**TASK DETAILS:**
Reproduce the text of each item below character for character, omitting the pictures.
>> begin DATA PROVIDED
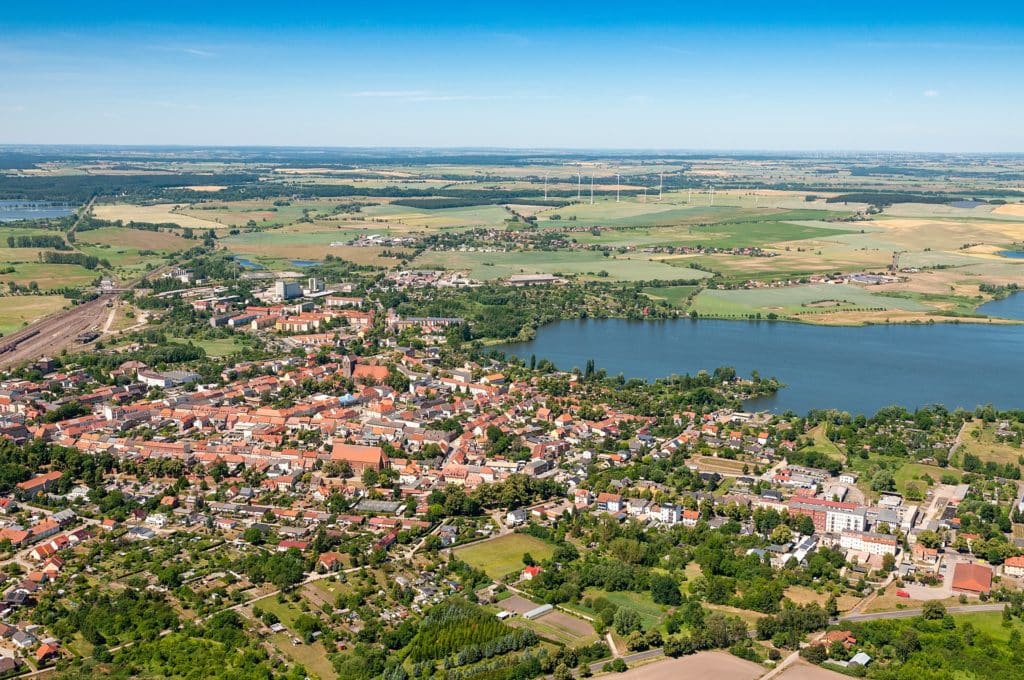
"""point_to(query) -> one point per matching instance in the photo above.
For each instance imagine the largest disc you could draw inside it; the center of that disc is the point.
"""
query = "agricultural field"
(442, 218)
(16, 310)
(677, 296)
(133, 239)
(556, 625)
(49, 277)
(798, 301)
(651, 613)
(156, 214)
(259, 213)
(501, 556)
(306, 242)
(488, 266)
(805, 595)
(215, 347)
>> end DATA PROVIDED
**COMPLETED TASK:**
"""point_to(query) -> one point per matching instance in the photo above.
For each instance imagine the largest disc you could draw inside it; the center of that disc is the point.
"""
query = "agricultural field"
(442, 218)
(16, 310)
(677, 296)
(133, 239)
(556, 625)
(49, 277)
(798, 301)
(651, 613)
(156, 214)
(259, 213)
(501, 556)
(306, 242)
(488, 266)
(805, 595)
(215, 347)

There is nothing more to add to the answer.